Data provided Start Marker

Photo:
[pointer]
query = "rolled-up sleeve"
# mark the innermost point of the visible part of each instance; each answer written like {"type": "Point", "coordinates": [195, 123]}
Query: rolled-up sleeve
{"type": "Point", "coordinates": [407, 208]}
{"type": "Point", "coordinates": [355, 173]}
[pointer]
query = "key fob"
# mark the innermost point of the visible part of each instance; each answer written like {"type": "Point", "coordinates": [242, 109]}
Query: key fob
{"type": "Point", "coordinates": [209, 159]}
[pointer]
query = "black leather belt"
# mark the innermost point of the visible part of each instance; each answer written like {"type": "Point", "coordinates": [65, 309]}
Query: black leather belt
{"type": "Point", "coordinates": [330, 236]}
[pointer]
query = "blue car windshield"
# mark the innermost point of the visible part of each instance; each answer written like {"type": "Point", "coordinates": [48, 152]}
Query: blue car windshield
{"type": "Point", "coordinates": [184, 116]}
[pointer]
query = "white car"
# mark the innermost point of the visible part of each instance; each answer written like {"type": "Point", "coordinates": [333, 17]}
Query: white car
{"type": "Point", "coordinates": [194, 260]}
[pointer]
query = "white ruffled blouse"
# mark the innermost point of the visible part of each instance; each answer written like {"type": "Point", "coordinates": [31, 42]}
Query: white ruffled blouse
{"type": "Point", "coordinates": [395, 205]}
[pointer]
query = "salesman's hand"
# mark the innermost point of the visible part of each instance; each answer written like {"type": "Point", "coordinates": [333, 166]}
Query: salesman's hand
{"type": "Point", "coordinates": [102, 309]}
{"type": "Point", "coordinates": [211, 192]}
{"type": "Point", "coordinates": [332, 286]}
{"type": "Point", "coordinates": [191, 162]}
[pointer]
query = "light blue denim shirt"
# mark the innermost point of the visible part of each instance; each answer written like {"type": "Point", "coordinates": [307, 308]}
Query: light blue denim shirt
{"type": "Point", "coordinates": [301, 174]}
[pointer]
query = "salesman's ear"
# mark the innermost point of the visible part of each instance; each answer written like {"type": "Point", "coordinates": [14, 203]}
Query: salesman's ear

Data provided End Marker

What this task involves:
Please reproduce the material above exactly, line by line.

Task result:
Photo:
[pointer]
query = "rolled-up sleeve"
# mark the innermost point of the visible part of each instance; each answer written like {"type": "Point", "coordinates": [195, 123]}
Query: rolled-up sleeve
{"type": "Point", "coordinates": [407, 208]}
{"type": "Point", "coordinates": [355, 173]}
[pointer]
query = "key fob"
# mark the innermost point of the visible part of each instance; each answer written like {"type": "Point", "coordinates": [242, 109]}
Query: key fob
{"type": "Point", "coordinates": [209, 159]}
[pointer]
query = "black leather belt"
# mark the innermost point of the visible part of each instance; each answer written like {"type": "Point", "coordinates": [65, 309]}
Query: black leather belt
{"type": "Point", "coordinates": [330, 236]}
[pointer]
query = "blue car windshield"
# mark the innermost point of the visible part of each instance; each answer written like {"type": "Point", "coordinates": [48, 152]}
Query: blue car windshield
{"type": "Point", "coordinates": [184, 116]}
[pointer]
query = "white car"
# mark the innermost point of the visible part of each instance; each answer written like {"type": "Point", "coordinates": [333, 17]}
Query: white car
{"type": "Point", "coordinates": [194, 260]}
[pointer]
query = "white ruffled blouse"
# mark the innermost point of the visible part of each instance; each answer written like {"type": "Point", "coordinates": [31, 42]}
Query: white ruffled blouse
{"type": "Point", "coordinates": [395, 205]}
[pointer]
query = "salesman's hand"
# mark the innermost point of the visible part of each instance; each answer written like {"type": "Point", "coordinates": [333, 166]}
Query: salesman's hand
{"type": "Point", "coordinates": [102, 309]}
{"type": "Point", "coordinates": [211, 192]}
{"type": "Point", "coordinates": [332, 286]}
{"type": "Point", "coordinates": [191, 162]}
[pointer]
query = "light blue denim shirt"
# mark the innermost point of the visible part of each instance; each answer written like {"type": "Point", "coordinates": [307, 308]}
Query: light blue denim shirt
{"type": "Point", "coordinates": [301, 174]}
[pointer]
query = "salesman's ear"
# mark the innermost point of the visible part of each instance; each answer written like {"type": "Point", "coordinates": [14, 203]}
Query: salesman's ear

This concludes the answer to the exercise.